*INSTRUCTION*: Recast the lines of the items below as a numbered list, starting at the line that contains "brick wall ->" and continuing up to and including the line that contains "155 116 L 154". Leave out any blank lines.

[Records from a dataset]

● ● ● ● ●

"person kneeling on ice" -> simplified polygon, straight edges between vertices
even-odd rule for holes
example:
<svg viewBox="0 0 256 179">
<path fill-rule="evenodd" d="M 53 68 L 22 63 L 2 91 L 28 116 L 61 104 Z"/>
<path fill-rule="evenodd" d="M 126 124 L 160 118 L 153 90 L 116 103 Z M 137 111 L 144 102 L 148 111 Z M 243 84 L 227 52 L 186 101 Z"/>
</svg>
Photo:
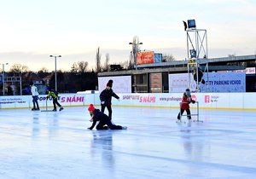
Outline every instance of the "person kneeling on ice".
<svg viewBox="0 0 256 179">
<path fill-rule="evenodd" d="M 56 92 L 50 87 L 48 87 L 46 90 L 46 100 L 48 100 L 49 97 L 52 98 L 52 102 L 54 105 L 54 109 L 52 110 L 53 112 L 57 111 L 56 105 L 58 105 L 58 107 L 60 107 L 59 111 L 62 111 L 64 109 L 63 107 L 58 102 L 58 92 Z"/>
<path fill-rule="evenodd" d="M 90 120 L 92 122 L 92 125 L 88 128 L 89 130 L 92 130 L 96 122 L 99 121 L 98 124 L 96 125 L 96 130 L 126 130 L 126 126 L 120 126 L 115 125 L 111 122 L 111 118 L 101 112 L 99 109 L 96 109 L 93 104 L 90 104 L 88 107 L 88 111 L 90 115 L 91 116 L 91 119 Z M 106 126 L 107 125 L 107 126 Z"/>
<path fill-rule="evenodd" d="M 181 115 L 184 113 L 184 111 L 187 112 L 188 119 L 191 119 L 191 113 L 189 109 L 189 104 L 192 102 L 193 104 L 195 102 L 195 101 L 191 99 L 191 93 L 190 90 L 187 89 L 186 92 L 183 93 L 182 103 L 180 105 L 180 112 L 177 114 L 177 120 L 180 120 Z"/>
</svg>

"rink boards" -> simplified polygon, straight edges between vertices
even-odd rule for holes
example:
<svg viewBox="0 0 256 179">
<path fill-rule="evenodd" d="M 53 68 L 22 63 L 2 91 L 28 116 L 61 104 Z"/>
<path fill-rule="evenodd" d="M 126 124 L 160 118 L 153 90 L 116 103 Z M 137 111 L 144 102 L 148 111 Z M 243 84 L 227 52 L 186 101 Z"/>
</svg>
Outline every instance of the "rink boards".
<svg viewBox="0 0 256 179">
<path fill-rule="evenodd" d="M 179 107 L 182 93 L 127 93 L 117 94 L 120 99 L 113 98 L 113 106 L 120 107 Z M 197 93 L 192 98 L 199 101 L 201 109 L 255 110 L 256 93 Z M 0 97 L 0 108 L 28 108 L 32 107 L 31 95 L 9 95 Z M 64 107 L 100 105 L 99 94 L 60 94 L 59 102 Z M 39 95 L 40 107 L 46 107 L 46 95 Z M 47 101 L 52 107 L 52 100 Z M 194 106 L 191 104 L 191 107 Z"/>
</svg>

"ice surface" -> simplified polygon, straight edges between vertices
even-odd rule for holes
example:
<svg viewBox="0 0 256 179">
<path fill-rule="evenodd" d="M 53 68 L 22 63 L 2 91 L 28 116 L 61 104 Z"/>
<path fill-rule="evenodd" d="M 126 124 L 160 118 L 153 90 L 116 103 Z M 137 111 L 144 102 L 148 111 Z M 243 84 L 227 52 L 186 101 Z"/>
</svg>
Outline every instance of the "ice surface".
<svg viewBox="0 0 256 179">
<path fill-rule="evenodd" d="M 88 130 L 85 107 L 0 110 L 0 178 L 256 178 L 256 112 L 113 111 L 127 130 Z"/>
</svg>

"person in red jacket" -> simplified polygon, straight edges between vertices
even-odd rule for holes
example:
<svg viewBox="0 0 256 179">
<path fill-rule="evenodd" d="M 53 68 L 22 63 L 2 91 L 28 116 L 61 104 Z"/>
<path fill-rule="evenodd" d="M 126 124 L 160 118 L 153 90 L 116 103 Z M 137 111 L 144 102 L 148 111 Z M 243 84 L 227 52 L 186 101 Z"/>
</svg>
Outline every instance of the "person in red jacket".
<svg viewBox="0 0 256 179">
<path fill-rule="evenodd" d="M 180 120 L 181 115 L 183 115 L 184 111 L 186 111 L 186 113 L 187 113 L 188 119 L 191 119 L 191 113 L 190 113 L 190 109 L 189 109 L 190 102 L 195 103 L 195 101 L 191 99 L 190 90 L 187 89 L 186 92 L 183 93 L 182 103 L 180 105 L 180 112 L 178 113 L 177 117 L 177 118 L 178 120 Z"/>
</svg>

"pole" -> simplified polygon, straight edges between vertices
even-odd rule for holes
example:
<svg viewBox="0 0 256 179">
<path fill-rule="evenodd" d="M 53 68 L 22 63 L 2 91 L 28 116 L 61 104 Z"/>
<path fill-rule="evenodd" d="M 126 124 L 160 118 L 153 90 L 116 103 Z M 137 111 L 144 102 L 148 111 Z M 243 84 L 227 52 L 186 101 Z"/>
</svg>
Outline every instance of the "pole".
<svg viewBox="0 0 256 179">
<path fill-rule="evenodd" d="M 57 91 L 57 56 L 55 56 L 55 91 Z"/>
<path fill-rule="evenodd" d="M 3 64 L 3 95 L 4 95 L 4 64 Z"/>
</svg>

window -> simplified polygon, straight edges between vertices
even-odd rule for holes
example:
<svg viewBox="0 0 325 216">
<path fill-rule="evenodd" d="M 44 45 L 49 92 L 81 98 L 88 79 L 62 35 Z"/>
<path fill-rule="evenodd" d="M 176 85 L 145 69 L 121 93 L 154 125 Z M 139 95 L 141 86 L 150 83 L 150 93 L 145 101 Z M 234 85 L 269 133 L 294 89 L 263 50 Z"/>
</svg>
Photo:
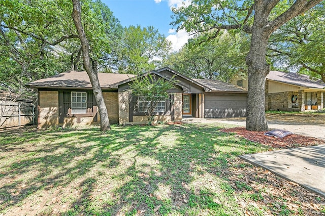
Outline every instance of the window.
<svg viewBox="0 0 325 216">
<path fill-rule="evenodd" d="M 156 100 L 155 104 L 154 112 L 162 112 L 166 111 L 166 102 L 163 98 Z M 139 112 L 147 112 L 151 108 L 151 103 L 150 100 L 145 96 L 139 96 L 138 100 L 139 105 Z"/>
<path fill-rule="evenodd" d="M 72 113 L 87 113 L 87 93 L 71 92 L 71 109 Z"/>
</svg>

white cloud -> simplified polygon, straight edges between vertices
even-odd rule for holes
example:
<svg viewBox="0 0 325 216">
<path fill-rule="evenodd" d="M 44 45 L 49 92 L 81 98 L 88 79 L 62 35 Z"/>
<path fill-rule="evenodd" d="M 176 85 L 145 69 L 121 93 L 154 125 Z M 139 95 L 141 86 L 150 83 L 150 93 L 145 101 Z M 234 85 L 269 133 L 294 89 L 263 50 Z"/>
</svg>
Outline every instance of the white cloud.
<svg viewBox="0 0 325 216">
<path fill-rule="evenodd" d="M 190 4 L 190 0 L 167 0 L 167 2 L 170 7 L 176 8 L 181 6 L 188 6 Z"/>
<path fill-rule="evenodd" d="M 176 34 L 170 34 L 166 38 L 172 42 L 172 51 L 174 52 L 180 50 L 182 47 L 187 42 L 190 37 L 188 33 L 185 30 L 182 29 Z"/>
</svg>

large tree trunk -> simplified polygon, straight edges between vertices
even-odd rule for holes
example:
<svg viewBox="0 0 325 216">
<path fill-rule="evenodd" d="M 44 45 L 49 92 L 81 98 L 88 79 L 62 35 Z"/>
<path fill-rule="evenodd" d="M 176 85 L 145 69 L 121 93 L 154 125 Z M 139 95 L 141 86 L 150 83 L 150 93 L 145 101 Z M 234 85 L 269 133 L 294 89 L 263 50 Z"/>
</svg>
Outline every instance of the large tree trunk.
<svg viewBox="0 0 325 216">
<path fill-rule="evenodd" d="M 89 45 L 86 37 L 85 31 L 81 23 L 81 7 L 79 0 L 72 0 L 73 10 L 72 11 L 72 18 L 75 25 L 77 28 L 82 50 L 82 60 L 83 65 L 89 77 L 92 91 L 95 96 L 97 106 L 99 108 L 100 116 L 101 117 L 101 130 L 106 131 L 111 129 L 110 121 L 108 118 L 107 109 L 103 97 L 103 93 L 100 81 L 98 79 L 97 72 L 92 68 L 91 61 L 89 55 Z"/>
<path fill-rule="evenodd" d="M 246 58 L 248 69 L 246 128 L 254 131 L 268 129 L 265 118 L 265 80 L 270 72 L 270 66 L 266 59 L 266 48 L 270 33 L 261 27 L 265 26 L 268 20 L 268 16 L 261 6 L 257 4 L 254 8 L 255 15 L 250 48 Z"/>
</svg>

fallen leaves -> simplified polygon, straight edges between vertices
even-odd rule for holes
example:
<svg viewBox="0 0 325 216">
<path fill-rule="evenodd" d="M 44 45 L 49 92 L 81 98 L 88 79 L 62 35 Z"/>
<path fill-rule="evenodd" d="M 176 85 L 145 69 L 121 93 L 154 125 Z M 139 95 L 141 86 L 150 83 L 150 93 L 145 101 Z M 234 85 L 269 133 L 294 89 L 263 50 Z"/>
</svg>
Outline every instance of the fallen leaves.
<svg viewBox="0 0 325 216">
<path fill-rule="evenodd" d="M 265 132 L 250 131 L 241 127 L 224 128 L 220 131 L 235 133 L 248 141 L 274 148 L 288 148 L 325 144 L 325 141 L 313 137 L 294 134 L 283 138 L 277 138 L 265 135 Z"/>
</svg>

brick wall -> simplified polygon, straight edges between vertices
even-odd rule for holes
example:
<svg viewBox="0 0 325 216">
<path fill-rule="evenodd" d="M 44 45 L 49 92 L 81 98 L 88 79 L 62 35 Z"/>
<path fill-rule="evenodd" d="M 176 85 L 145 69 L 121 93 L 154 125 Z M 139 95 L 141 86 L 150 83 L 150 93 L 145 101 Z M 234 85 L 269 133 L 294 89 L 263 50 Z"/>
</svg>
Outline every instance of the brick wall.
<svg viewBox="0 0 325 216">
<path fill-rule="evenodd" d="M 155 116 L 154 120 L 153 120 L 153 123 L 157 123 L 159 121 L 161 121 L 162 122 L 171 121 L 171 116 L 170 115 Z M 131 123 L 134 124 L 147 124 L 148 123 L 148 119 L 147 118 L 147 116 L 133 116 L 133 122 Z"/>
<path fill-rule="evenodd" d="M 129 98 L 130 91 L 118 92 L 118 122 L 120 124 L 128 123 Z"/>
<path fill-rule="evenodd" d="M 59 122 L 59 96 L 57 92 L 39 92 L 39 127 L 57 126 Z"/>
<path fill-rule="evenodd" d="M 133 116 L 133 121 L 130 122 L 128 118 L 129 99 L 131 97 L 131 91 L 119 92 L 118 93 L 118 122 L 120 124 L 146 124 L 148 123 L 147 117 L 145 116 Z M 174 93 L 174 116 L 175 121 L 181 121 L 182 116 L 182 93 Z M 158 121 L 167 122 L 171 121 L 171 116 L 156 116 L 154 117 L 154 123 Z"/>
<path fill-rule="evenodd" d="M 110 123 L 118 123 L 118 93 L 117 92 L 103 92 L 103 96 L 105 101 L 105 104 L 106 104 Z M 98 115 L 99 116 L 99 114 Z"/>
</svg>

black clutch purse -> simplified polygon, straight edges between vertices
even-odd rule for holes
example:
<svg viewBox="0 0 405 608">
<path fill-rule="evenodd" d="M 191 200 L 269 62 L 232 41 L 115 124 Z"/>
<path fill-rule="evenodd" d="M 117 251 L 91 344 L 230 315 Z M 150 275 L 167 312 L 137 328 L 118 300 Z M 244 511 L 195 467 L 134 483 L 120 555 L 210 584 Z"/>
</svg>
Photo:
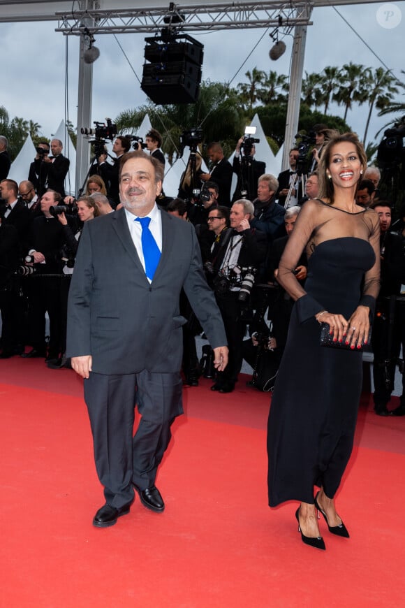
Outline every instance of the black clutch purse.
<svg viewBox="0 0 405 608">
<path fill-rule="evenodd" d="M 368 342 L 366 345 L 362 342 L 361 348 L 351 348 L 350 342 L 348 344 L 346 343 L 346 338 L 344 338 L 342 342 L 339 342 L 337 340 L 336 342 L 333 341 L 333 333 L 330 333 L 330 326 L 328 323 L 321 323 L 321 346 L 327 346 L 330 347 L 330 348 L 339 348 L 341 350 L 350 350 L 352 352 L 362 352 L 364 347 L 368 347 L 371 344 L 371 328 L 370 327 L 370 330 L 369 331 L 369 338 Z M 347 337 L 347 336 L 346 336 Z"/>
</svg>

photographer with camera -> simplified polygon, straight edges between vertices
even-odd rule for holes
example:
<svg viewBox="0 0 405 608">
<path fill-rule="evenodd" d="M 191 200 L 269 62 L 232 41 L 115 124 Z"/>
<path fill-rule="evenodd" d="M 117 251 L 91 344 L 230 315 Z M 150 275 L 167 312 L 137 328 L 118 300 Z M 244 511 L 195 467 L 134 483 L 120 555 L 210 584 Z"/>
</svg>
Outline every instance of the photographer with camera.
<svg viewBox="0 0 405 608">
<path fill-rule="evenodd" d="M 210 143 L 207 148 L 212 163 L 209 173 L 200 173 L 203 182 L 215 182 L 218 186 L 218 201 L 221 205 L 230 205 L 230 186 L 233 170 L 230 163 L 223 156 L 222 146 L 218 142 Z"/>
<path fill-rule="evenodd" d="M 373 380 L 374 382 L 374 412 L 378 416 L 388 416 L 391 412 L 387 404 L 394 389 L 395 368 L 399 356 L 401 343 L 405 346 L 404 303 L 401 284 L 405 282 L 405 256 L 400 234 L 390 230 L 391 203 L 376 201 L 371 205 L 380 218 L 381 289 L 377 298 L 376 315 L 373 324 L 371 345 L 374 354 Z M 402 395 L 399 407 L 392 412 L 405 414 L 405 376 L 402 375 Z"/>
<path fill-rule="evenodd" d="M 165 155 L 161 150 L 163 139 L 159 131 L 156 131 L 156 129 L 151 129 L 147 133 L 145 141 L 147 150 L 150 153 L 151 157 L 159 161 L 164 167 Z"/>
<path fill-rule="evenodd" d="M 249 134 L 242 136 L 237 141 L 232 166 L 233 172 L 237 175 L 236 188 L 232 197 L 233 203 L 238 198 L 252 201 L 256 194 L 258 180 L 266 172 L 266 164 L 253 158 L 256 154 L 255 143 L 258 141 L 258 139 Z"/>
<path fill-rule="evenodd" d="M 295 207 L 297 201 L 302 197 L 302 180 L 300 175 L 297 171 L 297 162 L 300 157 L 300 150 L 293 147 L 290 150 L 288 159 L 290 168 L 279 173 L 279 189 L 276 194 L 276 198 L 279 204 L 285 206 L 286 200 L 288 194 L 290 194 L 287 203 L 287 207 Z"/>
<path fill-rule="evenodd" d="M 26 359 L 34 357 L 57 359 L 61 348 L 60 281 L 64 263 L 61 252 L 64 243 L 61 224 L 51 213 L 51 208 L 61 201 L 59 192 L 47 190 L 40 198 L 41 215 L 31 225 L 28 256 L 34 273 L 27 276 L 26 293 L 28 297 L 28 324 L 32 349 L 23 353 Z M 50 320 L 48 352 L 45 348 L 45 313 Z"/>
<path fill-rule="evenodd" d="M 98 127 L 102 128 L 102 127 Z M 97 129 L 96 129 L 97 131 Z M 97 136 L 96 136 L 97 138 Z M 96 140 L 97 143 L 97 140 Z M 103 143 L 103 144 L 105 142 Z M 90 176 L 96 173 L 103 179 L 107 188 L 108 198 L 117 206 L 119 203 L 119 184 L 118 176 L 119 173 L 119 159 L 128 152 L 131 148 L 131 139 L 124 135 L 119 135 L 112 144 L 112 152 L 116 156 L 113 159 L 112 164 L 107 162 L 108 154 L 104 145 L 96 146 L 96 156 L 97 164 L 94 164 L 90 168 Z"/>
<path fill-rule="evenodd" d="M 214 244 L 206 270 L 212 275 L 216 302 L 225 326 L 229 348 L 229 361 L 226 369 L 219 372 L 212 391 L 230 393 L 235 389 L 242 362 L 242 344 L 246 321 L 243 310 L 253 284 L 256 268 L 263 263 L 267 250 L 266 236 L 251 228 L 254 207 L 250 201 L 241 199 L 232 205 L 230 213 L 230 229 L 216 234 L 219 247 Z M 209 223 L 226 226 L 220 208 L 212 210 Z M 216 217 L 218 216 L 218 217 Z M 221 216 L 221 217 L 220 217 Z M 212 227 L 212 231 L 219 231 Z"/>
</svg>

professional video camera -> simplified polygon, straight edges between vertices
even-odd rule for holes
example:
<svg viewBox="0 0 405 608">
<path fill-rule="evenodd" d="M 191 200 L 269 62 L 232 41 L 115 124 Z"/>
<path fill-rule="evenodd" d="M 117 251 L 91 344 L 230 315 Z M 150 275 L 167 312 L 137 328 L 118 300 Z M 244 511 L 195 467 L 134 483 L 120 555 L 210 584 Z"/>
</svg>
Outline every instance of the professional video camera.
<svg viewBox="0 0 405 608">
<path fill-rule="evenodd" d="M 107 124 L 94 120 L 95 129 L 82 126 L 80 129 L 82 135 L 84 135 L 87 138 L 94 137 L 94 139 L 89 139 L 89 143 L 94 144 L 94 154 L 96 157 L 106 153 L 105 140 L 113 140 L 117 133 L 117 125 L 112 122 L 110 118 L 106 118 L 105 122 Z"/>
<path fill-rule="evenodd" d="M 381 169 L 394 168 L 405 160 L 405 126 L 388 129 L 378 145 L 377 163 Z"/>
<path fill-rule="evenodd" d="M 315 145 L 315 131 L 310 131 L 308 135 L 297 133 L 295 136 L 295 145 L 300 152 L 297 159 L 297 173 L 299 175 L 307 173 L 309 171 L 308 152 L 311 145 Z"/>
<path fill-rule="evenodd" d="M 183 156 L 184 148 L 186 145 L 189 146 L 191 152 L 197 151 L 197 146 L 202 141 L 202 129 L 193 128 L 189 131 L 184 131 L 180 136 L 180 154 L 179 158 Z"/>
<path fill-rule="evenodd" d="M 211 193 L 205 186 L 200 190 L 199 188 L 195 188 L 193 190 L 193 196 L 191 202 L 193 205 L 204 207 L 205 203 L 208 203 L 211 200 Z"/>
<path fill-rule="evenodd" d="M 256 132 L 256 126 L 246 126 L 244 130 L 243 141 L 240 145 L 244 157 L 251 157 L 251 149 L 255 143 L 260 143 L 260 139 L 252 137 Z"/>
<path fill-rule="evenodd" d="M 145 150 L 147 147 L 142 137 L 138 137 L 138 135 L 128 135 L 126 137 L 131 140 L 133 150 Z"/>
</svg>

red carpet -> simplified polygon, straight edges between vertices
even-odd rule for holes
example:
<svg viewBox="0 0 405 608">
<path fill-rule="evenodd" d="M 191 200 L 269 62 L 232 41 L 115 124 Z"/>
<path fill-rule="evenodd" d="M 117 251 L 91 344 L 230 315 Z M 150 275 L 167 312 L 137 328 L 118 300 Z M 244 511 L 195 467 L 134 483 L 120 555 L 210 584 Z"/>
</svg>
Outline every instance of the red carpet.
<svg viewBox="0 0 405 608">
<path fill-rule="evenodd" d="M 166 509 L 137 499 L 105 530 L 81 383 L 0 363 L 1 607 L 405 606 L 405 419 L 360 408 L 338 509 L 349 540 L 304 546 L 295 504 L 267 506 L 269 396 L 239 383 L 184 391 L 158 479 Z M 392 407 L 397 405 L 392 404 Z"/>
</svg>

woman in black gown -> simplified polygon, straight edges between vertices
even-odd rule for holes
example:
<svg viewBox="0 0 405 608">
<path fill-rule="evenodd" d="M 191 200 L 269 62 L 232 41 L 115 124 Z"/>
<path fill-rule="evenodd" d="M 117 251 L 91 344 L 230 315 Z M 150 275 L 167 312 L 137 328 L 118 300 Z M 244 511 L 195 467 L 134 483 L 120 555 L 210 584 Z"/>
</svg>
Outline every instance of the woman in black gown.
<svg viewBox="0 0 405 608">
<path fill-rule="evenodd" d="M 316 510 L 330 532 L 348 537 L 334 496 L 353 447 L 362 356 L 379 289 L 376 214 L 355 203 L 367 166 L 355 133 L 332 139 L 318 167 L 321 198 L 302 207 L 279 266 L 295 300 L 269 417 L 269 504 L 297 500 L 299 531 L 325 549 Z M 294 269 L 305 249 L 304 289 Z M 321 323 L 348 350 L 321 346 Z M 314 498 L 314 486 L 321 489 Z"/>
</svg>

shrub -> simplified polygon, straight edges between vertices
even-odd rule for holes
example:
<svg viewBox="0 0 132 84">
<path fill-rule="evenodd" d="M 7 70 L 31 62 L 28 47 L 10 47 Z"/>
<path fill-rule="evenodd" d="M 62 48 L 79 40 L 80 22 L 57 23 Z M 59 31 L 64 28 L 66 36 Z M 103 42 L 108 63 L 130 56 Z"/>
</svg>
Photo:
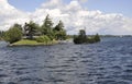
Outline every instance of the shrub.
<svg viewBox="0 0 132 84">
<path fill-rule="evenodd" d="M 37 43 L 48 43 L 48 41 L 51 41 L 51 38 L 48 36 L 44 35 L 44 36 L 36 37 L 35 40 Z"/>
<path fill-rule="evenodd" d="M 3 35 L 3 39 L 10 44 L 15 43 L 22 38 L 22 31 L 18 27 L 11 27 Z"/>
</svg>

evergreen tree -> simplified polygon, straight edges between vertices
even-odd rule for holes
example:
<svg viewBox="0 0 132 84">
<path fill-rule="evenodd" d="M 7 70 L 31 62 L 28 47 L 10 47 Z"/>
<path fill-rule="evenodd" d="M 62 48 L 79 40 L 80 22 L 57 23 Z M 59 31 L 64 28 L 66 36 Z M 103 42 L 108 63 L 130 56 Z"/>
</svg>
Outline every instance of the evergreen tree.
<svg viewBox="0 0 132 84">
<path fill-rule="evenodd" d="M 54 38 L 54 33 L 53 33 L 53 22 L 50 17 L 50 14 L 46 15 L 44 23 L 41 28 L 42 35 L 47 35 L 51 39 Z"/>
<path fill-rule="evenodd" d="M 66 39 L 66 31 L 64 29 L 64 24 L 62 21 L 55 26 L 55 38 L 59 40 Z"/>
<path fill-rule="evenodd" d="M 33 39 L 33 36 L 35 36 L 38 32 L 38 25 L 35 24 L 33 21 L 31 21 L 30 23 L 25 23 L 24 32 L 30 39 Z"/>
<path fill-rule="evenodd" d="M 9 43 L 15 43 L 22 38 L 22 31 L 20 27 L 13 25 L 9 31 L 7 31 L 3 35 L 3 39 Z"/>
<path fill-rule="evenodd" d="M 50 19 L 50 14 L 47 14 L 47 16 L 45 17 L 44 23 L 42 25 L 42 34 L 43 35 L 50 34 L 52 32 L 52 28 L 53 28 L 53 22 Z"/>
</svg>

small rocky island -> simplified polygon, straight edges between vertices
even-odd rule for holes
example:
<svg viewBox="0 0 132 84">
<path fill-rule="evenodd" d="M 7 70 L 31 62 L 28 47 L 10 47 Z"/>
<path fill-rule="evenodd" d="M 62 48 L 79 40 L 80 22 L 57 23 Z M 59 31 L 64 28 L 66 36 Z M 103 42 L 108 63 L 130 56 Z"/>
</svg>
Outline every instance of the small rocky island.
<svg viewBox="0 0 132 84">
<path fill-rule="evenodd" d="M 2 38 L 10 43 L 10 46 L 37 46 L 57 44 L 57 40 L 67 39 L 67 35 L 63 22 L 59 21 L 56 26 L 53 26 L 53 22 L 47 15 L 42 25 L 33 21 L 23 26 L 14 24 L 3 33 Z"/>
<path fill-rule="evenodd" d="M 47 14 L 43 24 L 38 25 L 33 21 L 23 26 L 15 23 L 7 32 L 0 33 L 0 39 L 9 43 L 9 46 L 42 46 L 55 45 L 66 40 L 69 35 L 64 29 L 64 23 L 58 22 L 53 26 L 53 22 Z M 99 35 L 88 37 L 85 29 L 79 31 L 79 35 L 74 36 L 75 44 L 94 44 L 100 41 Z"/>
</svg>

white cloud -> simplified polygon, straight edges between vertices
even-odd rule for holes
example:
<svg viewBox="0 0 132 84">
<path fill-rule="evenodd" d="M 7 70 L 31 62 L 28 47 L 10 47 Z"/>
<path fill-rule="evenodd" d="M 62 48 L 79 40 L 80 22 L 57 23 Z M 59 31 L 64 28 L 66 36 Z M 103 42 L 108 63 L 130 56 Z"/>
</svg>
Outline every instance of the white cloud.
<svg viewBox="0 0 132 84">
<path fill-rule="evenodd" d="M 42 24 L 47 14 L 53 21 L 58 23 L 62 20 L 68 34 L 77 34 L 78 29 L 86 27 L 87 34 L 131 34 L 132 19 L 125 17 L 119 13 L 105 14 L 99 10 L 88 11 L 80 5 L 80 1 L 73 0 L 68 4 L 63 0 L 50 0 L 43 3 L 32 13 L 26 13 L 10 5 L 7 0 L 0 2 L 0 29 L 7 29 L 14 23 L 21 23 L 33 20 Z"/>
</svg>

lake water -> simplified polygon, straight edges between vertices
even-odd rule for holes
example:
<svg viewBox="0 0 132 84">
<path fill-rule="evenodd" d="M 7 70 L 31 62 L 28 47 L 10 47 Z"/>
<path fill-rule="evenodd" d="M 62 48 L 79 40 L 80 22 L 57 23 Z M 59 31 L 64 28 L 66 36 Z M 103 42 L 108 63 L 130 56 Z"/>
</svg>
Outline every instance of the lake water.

● ● ● ● ●

*RIGHT ANSWER*:
1. brick wall -> simplified polygon, straight edges between vertices
2. even-odd rule for holes
3. example:
4. <svg viewBox="0 0 325 216">
5. <path fill-rule="evenodd" d="M 44 45 L 49 92 L 81 98 L 88 79 L 62 35 Z"/>
6. <path fill-rule="evenodd" d="M 176 85 L 145 69 L 121 93 L 154 125 Z M 139 95 L 141 86 L 150 83 L 150 93 L 145 101 Z M 234 85 L 269 133 L 294 89 L 263 50 Z"/>
7. </svg>
8. Outline every instance of the brick wall.
9. <svg viewBox="0 0 325 216">
10. <path fill-rule="evenodd" d="M 155 116 L 154 120 L 153 120 L 153 123 L 157 123 L 159 121 L 161 121 L 162 122 L 171 121 L 171 116 L 170 115 Z M 131 123 L 134 124 L 147 124 L 148 123 L 148 119 L 147 118 L 147 116 L 133 116 L 133 122 Z"/>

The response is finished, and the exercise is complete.